**Check your understanding**
**A.** According to the passage on French schools during the lockdown, what did the education ministry announce in June about the work students completed during that period?
**B.** Carry on the passage about French schools during the lockdown, picking up after its final sentence.
Start of Text segment
The government required 100 per cent attendance in all schools for the last two weeks of June, when a poll published by Le Figaro showed 55 per cent of parents were reluctant to send children back to school. The ministry estimates that 80 per cent of students returned.

Proponents of reopening said it was important for children to see their friends and teachers, to end the school year on a positive note and keep their studies in mind during the summer.

Opponents said that there was no hope of making up for three lost months in two weeks, and claimed the move was motivated by the economic imperative of freeing parents to return to work.

Deepening divide

The most consistent criticism of the education system during the lockdown was that it deepened the digital divide between the affluent and the underprivileged, in a country which, according to the Organisation for Economic Co-operation and Development, already has one of the world’s highest rates of inequality in education.

At the onset of the lockdown, the education ministry asked students to be “assiduous” in pursuing their normal course of study. However, in June, the ministry announced that none of the work completed during the lockdown would be counted.

Caitríona, a 50-year-old Irish educator who has lived in France for 30 years, was furious. Her 15-year-old daughter Genevieve had done reams of homework.
End of Text segment
Start of Provided material
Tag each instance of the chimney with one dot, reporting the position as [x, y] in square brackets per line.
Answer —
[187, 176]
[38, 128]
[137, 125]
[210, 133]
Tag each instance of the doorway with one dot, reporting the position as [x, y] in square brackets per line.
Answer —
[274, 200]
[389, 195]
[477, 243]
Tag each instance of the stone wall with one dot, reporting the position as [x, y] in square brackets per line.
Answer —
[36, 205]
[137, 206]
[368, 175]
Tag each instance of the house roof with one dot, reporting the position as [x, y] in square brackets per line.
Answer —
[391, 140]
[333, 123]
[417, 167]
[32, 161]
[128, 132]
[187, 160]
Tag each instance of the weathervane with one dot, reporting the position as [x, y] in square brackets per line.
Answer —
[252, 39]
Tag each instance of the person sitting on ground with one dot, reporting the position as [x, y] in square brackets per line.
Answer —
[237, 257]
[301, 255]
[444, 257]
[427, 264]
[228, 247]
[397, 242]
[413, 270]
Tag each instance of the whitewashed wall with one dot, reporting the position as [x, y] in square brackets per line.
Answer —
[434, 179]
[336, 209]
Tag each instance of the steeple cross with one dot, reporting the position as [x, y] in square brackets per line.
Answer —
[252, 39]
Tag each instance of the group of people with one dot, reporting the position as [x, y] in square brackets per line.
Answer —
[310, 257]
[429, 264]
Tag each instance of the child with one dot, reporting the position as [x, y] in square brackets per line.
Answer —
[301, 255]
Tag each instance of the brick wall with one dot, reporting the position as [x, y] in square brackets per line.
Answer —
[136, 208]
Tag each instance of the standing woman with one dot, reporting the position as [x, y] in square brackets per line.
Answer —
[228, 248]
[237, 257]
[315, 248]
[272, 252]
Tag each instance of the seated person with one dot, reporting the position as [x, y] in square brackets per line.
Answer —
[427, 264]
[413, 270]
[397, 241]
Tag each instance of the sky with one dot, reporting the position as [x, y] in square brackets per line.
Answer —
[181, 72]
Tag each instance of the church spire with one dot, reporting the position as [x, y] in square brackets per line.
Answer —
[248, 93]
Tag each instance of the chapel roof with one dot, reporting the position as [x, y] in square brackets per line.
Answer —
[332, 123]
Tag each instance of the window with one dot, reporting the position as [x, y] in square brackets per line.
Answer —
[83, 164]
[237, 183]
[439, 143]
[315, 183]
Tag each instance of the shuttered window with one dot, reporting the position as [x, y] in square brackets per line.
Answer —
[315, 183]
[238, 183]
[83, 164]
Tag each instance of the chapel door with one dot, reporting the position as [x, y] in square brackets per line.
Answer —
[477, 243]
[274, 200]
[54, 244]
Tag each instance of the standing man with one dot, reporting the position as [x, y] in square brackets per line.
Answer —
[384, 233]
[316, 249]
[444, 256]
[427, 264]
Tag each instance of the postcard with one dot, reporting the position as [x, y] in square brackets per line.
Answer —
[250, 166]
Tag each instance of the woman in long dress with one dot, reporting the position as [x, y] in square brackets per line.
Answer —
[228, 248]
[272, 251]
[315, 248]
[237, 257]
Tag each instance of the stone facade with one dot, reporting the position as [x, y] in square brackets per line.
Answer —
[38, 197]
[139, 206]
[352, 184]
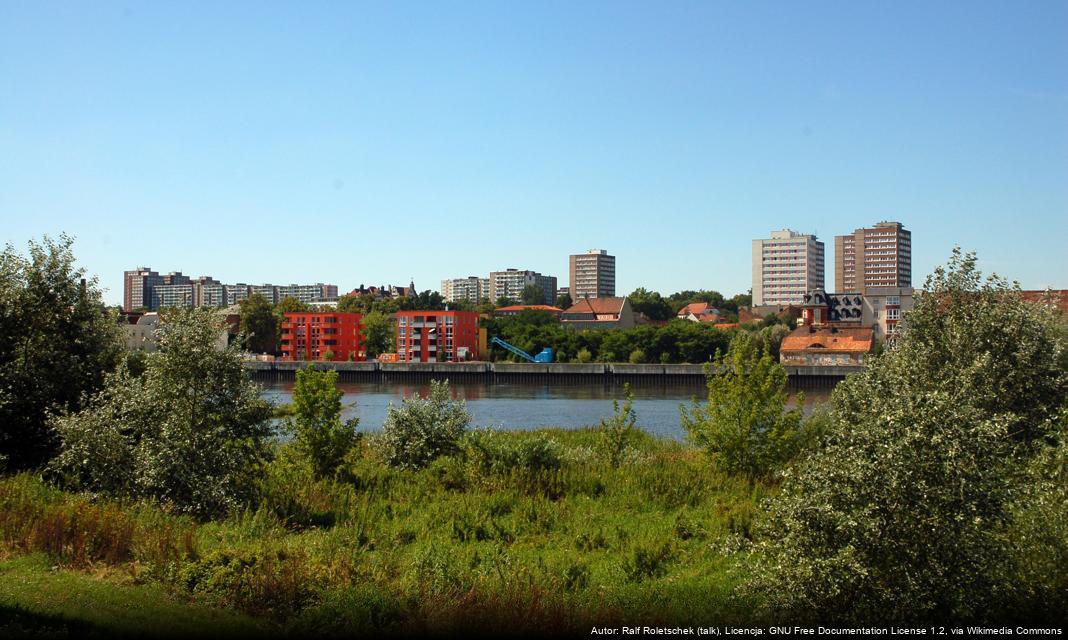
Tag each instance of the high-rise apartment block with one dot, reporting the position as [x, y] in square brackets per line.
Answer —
End of Provided material
**Answers by task**
**A.** None of it would be counted.

**B.**
“She worked so hard for nothing. There was a lot of pressure. They kept giving timed sequence exams that would not upload, for example a two-hour maths exam. She was getting high marks and it was good for her self-esteem. But to come out the other side and say it was all for nothing sent the wrong signals on so many levels.”

The French should have used television, as the Republic did, because broadcasts would have been far more accessible than on the internet, Caitríona said.

In a study conducted by the University of Bordeaux, 45 per cent of affluent households said they had the technological means to home-school during the lockdown, compared with 31 per cent of lower-income families.

Content management

Content, too, was a problem. In the hot spring weather, Caitríona heard a neighbour losing her temper as she gave her eight-year-old son a dictée on the balcony. “His handwriting was bad. His spelling was poor. You could hear her frustration.”

The French decided not to hold baccalaureate exams this year. Final grades were instead decided by a jury based on marks during the first quarters of the school year

The Irish showed a greater capacity to adapt, Caitríona said. “France is a country of structure and rigidity. They seem incapable of thinking outside the box. They reacted by applying the same rules in extraordinary circumstances, for example, giving frequent exams. They needed to invent new modes of teaching and they failed to do that.”

A gaffe by government spokeswoman Sibeth Ndiaye in late March inflamed the habitually poor relations between the government and teachers. Alluding to a shortage of workers to harvest fruit and vegetables, Ndiaye said: "We don't intend to ask a teacher who is not working because the schools are closed to cross France to pick strawberries."

A few hours later, Ndiaye apologised for saying that teachers were not working.

France, like the Republic, debated whether to hold national secondary-level examinations. A reform of French lycées which places greater importance on continuous assessment was already under way when coronavirus struck.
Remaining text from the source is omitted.